◆ Work order: Look through the listing below, and wherever a line has the string "headphone", copy it.

◆ Source material:

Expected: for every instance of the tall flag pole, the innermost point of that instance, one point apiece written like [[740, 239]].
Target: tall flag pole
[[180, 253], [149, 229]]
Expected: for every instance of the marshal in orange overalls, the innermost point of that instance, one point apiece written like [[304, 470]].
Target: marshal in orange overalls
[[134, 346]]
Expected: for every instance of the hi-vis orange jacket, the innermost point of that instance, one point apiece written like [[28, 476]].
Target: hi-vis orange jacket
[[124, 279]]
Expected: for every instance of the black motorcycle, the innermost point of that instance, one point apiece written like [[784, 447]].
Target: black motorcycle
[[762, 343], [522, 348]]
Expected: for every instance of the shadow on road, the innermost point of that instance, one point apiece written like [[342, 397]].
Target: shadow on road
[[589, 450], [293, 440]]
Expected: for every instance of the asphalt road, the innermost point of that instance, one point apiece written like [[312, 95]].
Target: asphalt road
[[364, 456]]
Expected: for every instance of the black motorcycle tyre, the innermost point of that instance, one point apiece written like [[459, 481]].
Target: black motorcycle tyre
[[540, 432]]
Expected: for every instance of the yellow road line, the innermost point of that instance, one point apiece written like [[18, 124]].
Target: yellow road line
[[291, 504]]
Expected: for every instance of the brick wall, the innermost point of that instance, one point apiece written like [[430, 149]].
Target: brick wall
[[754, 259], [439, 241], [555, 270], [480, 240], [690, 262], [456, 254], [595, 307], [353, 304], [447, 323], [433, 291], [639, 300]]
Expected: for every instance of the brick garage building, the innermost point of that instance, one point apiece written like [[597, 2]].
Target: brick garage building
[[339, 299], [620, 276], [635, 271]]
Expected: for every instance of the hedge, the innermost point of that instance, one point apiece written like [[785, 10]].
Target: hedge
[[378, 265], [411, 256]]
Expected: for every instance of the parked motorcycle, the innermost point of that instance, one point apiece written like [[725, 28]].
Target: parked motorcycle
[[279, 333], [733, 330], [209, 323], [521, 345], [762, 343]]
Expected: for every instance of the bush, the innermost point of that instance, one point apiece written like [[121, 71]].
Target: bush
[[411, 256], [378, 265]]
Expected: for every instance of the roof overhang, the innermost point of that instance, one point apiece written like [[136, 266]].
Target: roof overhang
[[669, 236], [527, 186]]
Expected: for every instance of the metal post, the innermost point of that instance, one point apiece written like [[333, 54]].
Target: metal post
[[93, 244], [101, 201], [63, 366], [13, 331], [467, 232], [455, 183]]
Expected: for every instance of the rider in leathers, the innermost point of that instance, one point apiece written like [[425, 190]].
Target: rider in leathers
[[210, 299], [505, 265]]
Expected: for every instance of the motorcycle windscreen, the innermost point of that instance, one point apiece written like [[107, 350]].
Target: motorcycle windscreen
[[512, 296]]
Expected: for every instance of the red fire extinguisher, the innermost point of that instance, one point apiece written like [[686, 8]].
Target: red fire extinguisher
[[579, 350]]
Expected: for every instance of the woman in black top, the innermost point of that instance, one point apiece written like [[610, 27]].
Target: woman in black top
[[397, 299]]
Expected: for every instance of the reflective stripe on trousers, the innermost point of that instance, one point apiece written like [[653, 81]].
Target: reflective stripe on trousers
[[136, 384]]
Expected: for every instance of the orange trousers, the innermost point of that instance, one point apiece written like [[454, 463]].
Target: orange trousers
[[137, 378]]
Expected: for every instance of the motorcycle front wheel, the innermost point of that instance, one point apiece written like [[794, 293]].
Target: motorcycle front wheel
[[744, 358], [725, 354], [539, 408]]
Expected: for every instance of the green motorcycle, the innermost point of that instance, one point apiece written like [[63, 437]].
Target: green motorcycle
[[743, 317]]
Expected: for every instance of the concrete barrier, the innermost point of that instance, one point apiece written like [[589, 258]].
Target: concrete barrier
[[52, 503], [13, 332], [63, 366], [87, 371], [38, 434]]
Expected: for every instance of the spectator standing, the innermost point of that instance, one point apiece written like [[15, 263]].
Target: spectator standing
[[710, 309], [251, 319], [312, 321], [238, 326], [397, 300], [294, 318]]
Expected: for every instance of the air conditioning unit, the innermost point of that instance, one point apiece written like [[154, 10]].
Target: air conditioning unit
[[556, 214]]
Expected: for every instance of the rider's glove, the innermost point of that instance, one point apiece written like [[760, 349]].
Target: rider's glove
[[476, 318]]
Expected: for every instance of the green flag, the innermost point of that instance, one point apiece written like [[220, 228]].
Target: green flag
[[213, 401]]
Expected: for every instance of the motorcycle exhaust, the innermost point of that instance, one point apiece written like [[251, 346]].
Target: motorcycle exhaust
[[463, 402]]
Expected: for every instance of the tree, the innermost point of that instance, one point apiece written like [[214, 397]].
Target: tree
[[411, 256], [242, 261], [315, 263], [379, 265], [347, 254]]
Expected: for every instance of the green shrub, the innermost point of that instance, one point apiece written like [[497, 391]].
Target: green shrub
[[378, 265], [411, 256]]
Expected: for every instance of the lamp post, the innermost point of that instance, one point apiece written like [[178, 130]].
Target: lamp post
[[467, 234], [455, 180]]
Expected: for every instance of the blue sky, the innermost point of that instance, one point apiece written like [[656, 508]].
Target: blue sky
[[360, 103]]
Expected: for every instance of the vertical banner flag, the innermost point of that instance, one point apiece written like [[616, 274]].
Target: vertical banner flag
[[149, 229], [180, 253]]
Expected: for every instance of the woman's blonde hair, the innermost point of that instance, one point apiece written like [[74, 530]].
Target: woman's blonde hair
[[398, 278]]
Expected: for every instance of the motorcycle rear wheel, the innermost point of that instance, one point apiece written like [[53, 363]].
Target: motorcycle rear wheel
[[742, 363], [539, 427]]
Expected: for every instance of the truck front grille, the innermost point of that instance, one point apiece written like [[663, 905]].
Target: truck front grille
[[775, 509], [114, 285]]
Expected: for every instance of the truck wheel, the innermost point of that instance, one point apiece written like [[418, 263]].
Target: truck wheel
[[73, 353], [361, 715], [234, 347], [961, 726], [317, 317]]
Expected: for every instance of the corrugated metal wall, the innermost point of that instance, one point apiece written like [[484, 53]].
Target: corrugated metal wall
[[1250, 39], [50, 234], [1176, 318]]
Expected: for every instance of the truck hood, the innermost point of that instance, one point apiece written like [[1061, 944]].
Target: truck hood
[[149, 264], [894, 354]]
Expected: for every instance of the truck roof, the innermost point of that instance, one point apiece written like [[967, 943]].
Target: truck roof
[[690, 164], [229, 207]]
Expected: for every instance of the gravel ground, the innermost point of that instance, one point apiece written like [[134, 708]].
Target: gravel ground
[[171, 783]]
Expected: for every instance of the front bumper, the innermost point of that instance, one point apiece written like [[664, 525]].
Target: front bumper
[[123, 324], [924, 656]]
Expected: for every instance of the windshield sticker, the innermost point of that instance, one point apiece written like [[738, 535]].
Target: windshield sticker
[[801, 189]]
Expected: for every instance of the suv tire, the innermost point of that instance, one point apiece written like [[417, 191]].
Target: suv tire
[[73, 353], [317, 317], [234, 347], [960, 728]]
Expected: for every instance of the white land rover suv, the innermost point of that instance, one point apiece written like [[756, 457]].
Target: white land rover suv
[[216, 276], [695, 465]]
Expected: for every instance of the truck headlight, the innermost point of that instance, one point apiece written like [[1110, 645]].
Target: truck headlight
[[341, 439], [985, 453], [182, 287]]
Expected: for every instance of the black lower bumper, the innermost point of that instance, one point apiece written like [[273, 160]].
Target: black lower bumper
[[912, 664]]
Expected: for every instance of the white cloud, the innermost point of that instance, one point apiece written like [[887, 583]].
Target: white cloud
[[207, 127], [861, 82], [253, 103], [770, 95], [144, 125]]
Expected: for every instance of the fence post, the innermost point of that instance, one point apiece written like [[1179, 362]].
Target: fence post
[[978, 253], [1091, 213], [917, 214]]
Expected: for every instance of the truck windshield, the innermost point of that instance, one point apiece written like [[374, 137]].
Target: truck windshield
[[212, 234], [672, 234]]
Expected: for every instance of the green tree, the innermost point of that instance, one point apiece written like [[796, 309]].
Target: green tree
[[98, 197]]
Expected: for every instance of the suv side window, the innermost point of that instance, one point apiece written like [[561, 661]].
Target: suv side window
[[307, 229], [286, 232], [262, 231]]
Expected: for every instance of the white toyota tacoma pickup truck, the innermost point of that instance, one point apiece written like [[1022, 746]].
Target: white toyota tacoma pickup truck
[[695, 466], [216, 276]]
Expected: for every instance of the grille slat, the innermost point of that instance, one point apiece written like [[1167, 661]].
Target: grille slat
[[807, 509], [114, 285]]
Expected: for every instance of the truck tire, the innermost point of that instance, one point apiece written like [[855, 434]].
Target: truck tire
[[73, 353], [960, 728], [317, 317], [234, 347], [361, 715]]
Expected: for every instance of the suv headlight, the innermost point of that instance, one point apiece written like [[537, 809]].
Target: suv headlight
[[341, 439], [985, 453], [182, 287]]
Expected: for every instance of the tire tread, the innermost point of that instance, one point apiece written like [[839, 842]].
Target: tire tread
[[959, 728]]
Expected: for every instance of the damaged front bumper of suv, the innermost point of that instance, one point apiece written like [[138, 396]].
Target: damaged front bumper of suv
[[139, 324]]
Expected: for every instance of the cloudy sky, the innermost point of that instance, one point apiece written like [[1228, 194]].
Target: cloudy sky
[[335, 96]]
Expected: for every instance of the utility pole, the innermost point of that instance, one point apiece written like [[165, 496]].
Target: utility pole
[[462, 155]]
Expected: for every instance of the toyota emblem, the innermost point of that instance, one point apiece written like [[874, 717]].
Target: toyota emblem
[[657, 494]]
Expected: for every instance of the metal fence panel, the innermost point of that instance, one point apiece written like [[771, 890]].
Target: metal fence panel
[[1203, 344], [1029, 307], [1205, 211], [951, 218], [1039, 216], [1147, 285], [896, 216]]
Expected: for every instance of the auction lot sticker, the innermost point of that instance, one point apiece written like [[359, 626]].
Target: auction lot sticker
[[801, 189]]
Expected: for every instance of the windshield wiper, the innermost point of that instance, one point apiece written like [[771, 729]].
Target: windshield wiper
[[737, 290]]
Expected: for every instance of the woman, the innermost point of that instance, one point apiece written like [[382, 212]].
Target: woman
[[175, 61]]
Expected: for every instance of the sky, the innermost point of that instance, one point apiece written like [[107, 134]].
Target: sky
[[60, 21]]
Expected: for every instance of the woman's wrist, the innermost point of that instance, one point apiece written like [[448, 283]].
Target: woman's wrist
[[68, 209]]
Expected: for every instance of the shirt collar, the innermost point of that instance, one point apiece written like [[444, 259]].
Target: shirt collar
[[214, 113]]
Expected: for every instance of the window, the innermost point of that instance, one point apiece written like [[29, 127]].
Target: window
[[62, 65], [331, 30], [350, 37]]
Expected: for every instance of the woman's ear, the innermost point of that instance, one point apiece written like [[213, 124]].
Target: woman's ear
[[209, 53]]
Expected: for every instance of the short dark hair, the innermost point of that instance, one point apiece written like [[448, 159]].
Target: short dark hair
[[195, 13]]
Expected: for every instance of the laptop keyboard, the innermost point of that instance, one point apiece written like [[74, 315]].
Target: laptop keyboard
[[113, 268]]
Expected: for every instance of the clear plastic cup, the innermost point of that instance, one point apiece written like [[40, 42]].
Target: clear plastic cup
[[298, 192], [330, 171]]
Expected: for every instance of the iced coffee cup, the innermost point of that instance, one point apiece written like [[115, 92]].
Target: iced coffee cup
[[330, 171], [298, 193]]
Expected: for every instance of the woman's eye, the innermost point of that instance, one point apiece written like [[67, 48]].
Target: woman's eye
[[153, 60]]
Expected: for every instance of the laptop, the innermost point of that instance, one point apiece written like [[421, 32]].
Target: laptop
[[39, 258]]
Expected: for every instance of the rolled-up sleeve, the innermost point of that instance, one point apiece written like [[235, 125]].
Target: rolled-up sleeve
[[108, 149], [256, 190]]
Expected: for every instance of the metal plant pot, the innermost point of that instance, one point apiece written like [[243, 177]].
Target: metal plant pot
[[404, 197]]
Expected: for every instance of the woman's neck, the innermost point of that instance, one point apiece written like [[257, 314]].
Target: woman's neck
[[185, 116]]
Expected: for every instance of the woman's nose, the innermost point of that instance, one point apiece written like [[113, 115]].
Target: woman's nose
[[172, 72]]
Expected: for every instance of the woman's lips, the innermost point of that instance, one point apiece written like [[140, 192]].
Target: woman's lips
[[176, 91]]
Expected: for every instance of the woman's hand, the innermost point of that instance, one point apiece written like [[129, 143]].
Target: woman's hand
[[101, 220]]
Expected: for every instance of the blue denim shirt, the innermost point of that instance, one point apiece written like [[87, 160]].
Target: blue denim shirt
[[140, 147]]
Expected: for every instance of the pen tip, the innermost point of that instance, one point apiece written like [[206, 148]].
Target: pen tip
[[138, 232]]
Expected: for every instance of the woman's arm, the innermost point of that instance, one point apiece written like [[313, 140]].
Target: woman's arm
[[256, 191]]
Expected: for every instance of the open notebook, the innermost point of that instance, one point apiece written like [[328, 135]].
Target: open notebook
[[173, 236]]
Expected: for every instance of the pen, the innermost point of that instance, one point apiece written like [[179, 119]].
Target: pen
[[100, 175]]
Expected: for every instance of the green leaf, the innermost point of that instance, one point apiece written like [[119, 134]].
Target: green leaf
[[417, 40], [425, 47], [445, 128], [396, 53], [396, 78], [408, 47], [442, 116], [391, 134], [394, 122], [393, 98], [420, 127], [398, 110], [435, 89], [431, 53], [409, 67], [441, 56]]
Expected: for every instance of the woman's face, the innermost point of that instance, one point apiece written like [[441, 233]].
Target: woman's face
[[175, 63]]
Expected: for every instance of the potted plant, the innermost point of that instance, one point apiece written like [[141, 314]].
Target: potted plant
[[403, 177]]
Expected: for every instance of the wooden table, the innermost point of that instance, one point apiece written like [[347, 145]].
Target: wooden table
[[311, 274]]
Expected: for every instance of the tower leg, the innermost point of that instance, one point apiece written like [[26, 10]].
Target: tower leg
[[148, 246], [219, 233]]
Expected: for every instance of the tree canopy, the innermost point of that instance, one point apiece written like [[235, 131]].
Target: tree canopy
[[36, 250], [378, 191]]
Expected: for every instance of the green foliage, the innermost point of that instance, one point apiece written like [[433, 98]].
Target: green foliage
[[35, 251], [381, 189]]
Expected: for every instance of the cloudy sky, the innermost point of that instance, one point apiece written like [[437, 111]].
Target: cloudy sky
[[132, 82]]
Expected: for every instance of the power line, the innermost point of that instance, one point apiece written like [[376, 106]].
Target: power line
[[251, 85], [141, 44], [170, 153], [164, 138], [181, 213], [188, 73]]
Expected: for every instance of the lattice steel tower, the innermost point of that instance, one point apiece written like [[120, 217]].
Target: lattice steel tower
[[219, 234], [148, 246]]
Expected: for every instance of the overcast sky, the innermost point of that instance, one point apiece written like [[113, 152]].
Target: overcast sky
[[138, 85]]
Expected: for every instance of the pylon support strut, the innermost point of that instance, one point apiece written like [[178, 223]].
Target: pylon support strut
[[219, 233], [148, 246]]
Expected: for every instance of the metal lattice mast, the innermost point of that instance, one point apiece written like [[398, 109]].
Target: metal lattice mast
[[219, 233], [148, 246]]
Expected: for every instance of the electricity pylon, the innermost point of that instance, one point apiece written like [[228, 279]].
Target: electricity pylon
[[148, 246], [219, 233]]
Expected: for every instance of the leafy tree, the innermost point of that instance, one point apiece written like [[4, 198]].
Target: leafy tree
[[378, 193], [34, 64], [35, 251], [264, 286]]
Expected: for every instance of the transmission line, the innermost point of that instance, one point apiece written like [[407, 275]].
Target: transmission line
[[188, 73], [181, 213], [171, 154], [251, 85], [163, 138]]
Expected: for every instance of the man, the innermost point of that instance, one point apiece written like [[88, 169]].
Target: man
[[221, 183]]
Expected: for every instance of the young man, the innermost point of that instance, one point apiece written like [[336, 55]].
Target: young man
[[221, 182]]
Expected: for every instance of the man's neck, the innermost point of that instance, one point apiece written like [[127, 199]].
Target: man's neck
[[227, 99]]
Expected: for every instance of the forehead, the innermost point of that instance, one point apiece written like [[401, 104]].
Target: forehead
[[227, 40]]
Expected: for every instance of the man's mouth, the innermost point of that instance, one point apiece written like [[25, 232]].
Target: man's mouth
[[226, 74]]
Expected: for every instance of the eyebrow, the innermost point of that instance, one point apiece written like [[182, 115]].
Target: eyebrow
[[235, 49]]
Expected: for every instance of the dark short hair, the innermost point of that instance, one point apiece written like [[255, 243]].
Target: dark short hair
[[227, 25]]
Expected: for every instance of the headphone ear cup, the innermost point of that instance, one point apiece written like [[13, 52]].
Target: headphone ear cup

◆ Response box:
Expected: for every instance of the headphone ear cup, the innermost point of that instance, one point apiece written like [[13, 52]].
Target: headphone ear cup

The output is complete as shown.